----- Texte présenté

L’oeuvre machiavélique est d’autant plus troublante qu’elle s’accomplit quand Dubois imagine au début de la séquence, l’un des duos les plus extatiques que nous ayons écouté ; entre Adam et Eve (« aimons nous mieux »), action de grâce d’une ineffable tendresse, et davantage encore, d’une sincérité saisissante dont les deux interprètes, Magali Simard-Galdès et surtout le ténor Antonio Figueroa font un sommet de la soirée ; ils électrisent l’association naturelle de leurs timbres : belle respiration et belle écoute en partage de la part des deux jeunes chanteurs ; Eve rayonne ainsi par l’angélisme lumineux, éclatant de son chant agile et joliment timbré ; Adam (même enroué), s’impose par la subtilité de son émission, une finesse de style qui le fait d’emblée belcantiste : phrasés soyeux et tenus, projection claire, surtout, qualité si rare aujourd’hui, articulation exemplaire : le voici ce chant français romantique, à la fois incarné, intelligible, incandescent, raffiné, ténu mais redoutablement expressif ; Jean-Claude Malgoire a réuni 3 interprètes irrésistibles, qui assurent aux côtés de l’orchestre complet, la grande réussite de cette création. Du reste c’est bien ce duo amoureux, d’une rare puissance émotionnelle qui demeure la clé de voûte de l’ouvrage, fusion originale entre le style de Gounod et de Massenet à leur sommet. C’est dire.

----------

• **Votre consigne**:
Reproduisez mot pour mot l'intégralité du texte sur le duo d'Adam et Ève.

----- Documents sources

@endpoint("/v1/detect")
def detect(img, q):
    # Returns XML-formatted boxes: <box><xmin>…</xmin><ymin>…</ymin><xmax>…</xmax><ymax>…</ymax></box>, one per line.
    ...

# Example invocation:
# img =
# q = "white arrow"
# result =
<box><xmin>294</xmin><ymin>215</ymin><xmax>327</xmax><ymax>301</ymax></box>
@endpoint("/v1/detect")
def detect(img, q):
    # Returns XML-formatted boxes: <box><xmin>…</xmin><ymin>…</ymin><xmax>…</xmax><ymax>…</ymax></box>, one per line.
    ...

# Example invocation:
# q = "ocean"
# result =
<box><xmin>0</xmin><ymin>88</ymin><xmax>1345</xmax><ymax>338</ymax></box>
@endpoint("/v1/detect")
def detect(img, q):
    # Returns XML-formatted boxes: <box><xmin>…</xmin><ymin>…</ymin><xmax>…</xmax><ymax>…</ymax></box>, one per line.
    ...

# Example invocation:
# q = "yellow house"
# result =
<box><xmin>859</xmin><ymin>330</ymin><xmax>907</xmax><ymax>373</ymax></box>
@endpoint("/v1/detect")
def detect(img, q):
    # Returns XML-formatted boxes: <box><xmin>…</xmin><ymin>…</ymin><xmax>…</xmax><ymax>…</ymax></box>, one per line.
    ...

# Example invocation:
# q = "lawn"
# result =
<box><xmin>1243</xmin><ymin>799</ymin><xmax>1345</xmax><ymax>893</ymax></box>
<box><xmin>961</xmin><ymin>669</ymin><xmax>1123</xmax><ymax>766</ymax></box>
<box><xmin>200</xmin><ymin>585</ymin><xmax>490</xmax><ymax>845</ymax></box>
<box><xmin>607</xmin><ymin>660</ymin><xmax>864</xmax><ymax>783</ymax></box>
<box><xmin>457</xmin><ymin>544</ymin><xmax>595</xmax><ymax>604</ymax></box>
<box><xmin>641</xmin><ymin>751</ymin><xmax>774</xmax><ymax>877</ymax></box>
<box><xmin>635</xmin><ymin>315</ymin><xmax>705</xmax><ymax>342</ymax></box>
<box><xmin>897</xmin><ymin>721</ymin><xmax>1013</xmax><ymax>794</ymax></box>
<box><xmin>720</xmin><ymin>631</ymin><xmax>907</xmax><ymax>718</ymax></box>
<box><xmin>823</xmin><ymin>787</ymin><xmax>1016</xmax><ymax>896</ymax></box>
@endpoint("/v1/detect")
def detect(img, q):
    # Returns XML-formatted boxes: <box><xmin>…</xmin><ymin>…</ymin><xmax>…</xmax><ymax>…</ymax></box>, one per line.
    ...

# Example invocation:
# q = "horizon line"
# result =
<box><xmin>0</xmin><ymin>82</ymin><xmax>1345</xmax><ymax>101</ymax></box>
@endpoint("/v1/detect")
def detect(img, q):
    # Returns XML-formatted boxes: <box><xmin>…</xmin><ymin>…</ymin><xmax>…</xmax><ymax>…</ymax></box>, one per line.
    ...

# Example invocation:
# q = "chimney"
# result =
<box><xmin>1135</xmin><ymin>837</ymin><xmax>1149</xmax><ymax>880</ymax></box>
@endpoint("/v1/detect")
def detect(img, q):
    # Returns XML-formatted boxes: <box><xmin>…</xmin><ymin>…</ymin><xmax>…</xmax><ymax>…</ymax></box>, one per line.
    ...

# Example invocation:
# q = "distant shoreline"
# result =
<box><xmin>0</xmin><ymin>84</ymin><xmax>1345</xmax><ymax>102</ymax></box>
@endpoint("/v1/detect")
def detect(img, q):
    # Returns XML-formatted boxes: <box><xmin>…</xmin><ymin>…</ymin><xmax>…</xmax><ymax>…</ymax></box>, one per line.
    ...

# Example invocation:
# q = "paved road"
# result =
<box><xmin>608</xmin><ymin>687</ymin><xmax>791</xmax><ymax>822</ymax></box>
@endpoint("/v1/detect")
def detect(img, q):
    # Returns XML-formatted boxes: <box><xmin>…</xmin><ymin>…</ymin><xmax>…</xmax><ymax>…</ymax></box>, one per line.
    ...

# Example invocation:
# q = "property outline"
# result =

----------

• **Réponse attendue**:
L’oeuvre machiavélique est d’autant plus troublante qu’elle s’accomplit quand Dubois imagine au début de la séquence, l’un des duos les plus extatiques que nous ayons écouté ; entre Adam et Eve (« aimons nous mieux »), action de grâce d’une ineffable tendresse, et davantage encore, d’une sincérité saisissante dont les deux interprètes, Magali Simard-Galdès et surtout le ténor Antonio Figueroa font un sommet de la soirée ; ils électrisent l’association naturelle de leurs timbres : belle respiration et belle écoute en partage de la part des deux jeunes chanteurs ; Eve rayonne ainsi par l’angélisme lumineux, éclatant de son chant agile et joliment timbré ; Adam (même enroué), s’impose par la subtilité de son émission, une finesse de style qui le fait d’emblée belcantiste : phrasés soyeux et tenus, projection claire, surtout, qualité si rare aujourd’hui, articulation exemplaire : le voici ce chant français romantique, à la fois incarné, intelligible, incandescent, raffiné, ténu mais redoutablement expressif ; Jean-Claude Malgoire a réuni 3 interprètes irrésistibles, qui assurent aux côtés de l’orchestre complet, la grande réussite de cette création. Du reste c’est bien ce duo amoureux, d’une rare puissance émotionnelle qui demeure la clé de voûte de l’ouvrage, fusion originale entre le style de Gounod et de Massenet à leur sommet. C’est dire.